### PROBLEM STATEMENT
Restate the listing exactly.

### RECORDS FOR THIS TASK

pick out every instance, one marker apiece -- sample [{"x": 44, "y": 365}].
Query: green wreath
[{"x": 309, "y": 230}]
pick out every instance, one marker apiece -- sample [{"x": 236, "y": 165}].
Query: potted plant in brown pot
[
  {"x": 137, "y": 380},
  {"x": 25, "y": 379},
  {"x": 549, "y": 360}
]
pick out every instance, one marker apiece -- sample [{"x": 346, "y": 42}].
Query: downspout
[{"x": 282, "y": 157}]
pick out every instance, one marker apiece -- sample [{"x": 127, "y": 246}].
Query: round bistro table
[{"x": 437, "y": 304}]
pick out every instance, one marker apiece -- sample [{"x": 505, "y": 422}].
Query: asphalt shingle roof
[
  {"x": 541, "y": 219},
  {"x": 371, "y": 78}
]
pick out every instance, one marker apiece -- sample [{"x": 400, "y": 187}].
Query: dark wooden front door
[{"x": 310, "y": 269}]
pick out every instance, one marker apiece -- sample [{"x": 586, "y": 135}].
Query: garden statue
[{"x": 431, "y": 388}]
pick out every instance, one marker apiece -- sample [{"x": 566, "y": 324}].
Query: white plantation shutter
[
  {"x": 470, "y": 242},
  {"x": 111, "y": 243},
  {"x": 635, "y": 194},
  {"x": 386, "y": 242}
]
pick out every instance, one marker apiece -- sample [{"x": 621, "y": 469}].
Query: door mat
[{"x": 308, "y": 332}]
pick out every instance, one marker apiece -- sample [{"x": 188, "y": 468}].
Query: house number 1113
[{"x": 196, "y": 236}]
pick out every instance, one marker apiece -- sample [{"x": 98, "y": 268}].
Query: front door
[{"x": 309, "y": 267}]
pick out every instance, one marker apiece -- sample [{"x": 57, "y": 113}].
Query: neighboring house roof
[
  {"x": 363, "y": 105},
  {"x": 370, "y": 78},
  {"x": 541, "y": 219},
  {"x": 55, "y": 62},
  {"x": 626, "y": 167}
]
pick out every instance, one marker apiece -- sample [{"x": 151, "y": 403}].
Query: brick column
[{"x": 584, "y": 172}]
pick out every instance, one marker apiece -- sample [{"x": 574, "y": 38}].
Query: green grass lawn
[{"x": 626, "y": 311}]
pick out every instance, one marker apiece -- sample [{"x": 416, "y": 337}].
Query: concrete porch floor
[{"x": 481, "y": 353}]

### OUTPUT
pick out every instance, one marker apiece -- sample [{"x": 44, "y": 365}].
Query: green wreath
[{"x": 309, "y": 230}]
pick out every instance, one marker apiece -- sample [{"x": 236, "y": 165}].
Query: potted plant in brown pot
[
  {"x": 137, "y": 380},
  {"x": 25, "y": 379},
  {"x": 549, "y": 360}
]
pick out every instance, one marker apiece -- sample [{"x": 346, "y": 42}].
Query: downspout
[{"x": 282, "y": 157}]
pick out every instance, one marker apiece -- sample [{"x": 127, "y": 246}].
Query: round bistro table
[{"x": 437, "y": 304}]
pick out every instance, one marker apiece -- sample [{"x": 505, "y": 422}].
Query: asphalt shingle roof
[
  {"x": 541, "y": 219},
  {"x": 371, "y": 78}
]
pick out every instance, one marker apiece -- sample [{"x": 400, "y": 187}].
Query: dark wooden front door
[{"x": 310, "y": 269}]
pick out every instance, one marker apiece -- sample [{"x": 586, "y": 135}].
Query: garden statue
[{"x": 431, "y": 388}]
pick out every instance, one marker apiece -- sample [{"x": 566, "y": 324}].
Query: white plantation shutter
[
  {"x": 470, "y": 242},
  {"x": 111, "y": 243},
  {"x": 635, "y": 194},
  {"x": 386, "y": 242}
]
pick out every instance, one marker apiece -- sample [{"x": 621, "y": 469}].
Query: door mat
[{"x": 308, "y": 332}]
pick out every instance, one marker apiece -- sample [{"x": 188, "y": 468}].
Query: house number 1113
[{"x": 196, "y": 236}]
pick out every instance, one marker apiece -- sample [{"x": 98, "y": 268}].
Query: front door
[{"x": 309, "y": 267}]
pick out every instance, one marker apiece -- sample [{"x": 57, "y": 113}].
Query: neighboring house roof
[
  {"x": 363, "y": 105},
  {"x": 370, "y": 78},
  {"x": 541, "y": 219},
  {"x": 55, "y": 62},
  {"x": 626, "y": 167}
]
pick out every instance, one marker apiece -- sample [{"x": 151, "y": 403}].
Query: brick column
[{"x": 584, "y": 172}]
pick out every instance, one marker apiece -- sample [{"x": 574, "y": 38}].
Query: green grass lawn
[{"x": 626, "y": 311}]
pick out every instance, one marker apiece -- sample [{"x": 416, "y": 337}].
Query: concrete porch floor
[{"x": 481, "y": 353}]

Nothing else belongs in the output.